> Testo del documento
----

Non ci sono tragedie qui, né carri o dèi che arrivano dal cielo. Deus in machina è un progetto nato in collaborazione tra la chiesa di S. Pietro a Lucerna e il laboratorio di ricerca sulla realtà virtuale dell’università. Con la cosiddetta intelligenza artificiale (IA) hanno costruito un avatar, un alter ego digitale di Gesù, e l’hanno messo dentro un confessionale. Uno schermo mostra un volto dietro la grata. È di Gesù. Le persone possono accedervi e mettersi a parlare con quest’immagine, che ascolta e risponde. Sa parlare cento lingue. È un esperimento, dicono. Per verificare se e quanto la tecnologia possa aiutare nelle questioni della fede.

Che dire? Se vuol essere un gioco, è divertente. Se vuol essere una cosa seria… beh, qualche domanda dobbiamo farcela. La prima e la più semplice: qual è il volto di Gesù? Di lui non abbiamo nessun’immagine. Ce le siamo costruite, inventate. Di Augusto o di Tiberio, suoi contemporanei, abbiamo delle statue che più o meno fedelmente li rappresentano. Del Maestro di Galilea non abbiamo assolutamente niente. Ma questo è piuttosto secondario.

 

Due altri aspetti, invece, sono da guardare. Il primo su quanto il Gesù artificiale dica nelle sue risposte; l’altro è nel merito di cosa sia, cosa significhi ciò che chiamiamo fede.

----

Dati per collegare oggetti a descrizioni in linguaggio naturale
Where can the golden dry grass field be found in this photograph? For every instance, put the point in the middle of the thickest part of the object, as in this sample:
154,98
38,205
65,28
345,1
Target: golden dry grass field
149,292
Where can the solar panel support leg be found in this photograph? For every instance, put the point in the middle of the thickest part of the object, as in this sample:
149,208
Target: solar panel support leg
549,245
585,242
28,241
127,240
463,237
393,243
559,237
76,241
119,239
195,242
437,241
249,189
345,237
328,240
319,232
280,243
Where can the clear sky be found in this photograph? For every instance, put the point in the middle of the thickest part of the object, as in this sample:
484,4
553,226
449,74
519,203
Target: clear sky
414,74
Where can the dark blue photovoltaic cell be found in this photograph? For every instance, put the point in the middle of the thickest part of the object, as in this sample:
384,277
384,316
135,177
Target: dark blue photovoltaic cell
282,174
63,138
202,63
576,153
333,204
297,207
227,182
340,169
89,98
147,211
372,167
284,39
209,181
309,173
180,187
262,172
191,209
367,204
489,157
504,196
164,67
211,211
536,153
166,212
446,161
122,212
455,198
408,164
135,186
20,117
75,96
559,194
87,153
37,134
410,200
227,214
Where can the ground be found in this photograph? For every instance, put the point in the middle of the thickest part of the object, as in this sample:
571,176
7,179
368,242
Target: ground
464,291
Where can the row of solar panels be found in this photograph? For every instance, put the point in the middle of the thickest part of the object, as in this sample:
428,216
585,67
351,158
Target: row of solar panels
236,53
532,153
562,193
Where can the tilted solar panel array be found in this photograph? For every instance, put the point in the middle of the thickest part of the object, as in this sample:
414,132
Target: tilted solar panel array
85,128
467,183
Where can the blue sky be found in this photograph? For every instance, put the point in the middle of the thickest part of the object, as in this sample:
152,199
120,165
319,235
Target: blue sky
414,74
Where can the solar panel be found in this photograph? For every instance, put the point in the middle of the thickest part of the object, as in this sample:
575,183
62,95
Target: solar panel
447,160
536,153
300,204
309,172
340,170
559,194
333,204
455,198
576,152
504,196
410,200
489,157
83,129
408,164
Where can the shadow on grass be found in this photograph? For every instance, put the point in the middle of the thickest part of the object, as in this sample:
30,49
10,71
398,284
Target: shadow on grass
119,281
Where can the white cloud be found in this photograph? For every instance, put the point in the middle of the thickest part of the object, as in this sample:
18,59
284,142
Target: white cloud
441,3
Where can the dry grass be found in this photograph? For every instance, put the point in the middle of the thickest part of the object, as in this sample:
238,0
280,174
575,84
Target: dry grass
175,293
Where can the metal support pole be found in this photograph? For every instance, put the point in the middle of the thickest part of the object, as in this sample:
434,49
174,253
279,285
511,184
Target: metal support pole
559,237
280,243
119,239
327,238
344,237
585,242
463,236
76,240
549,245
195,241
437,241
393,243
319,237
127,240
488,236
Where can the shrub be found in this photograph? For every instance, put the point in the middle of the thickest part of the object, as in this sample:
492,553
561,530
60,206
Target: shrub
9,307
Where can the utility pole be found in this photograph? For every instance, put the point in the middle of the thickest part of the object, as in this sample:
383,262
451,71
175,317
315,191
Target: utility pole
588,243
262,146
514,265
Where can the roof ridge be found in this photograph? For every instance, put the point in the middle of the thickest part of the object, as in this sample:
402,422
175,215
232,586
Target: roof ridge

----

> Lavoro richiesto
Stampa il pezzo del testo sul Gesù digitale che va da "Non ci sono" fino a "questioni della fede.". Per svolgere il lavoro basta il testo.

> Soluzione esercizio
Non ci sono tragedie qui, né carri o dèi che arrivano dal cielo. Deus in machina è un progetto nato in collaborazione tra la chiesa di S. Pietro a Lucerna e il laboratorio di ricerca sulla realtà virtuale dell’università. Con la cosiddetta intelligenza artificiale (IA) hanno costruito un avatar, un alter ego digitale di Gesù, e l’hanno messo dentro un confessionale. Uno schermo mostra un volto dietro la grata. È di Gesù. Le persone possono accedervi e mettersi a parlare con quest’immagine, che ascolta e risponde. Sa parlare cento lingue. È un esperimento, dicono. Per verificare se e quanto la tecnologia possa aiutare nelle questioni della fede.